* Raw records:
·····

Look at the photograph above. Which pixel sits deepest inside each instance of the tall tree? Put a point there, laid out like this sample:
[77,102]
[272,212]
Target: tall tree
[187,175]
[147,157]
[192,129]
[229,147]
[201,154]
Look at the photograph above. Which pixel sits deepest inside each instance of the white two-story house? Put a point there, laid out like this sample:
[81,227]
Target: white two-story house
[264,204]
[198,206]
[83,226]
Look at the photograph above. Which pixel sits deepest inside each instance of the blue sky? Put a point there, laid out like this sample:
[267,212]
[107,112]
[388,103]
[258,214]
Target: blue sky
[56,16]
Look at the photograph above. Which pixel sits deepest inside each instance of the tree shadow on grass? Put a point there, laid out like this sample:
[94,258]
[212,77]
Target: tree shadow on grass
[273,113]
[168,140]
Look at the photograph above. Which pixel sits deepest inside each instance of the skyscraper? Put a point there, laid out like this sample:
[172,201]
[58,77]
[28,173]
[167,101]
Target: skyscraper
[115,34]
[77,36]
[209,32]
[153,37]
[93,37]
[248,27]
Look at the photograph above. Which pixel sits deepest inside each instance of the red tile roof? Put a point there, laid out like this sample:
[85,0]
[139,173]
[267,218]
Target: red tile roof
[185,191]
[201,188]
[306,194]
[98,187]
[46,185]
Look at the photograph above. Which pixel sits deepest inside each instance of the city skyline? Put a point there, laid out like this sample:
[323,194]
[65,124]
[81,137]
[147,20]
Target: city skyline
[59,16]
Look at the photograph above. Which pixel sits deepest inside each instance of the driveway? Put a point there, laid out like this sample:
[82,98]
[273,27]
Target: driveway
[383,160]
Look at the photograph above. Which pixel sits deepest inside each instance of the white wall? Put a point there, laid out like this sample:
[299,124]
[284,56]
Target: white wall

·····

* The request:
Go through the material above line by line and copy it exactly.

* Exercise answer:
Look at the photograph above. Which pixel sits deepest inside each instance of the tall tree? Put a point there, laid out like this sample:
[77,102]
[272,212]
Target: tall tree
[187,175]
[147,157]
[192,129]
[229,147]
[201,154]
Look at the photograph above. Which pixel sits deepest inside each instance of the white two-story house? Put a point there, laid out like this sample:
[81,227]
Target: white two-story house
[264,204]
[198,206]
[83,226]
Look at the photograph above. Which pixel sits deepest inside each instance of the blue sky? Put a point there, laid out like this sample:
[267,212]
[107,112]
[388,103]
[258,214]
Target: blue sky
[56,16]
Look at the photograph above. Which pixel sits deepest inside each instance of the tree shadow on grass? Put a point there, laid out like this sample:
[94,258]
[212,77]
Target: tree shadow on grass
[273,113]
[168,140]
Look at the photograph above. Which pixel sits deepest inside each instance of the skyscraper? Put a point there, laid out like this sample:
[172,201]
[58,77]
[28,173]
[167,101]
Target: skyscraper
[115,34]
[77,36]
[209,32]
[153,37]
[93,37]
[248,27]
Look at the photograph above. Which pixel sits deepest inside each instance of the red tile roof? Put a point there, laid out like this sample:
[85,0]
[139,173]
[267,218]
Target: red tile roof
[185,191]
[201,188]
[306,194]
[98,187]
[46,185]
Look at the photograph above. Which pixel sits deepest inside each instance of the city skyline? Put a point there, laid out like this sample:
[323,194]
[65,124]
[81,137]
[147,20]
Target: city skyline
[59,16]
Look at the photograph above. Which pixel sits deepest inside each instance of the driveway? Put a point there, laid out like this sample:
[82,98]
[273,27]
Target: driveway
[383,160]
Look at the photograph above. Which pixel sits deepest inside each instance of the white wall? Put a point there, laid out like this sample:
[299,124]
[284,56]
Target: white wall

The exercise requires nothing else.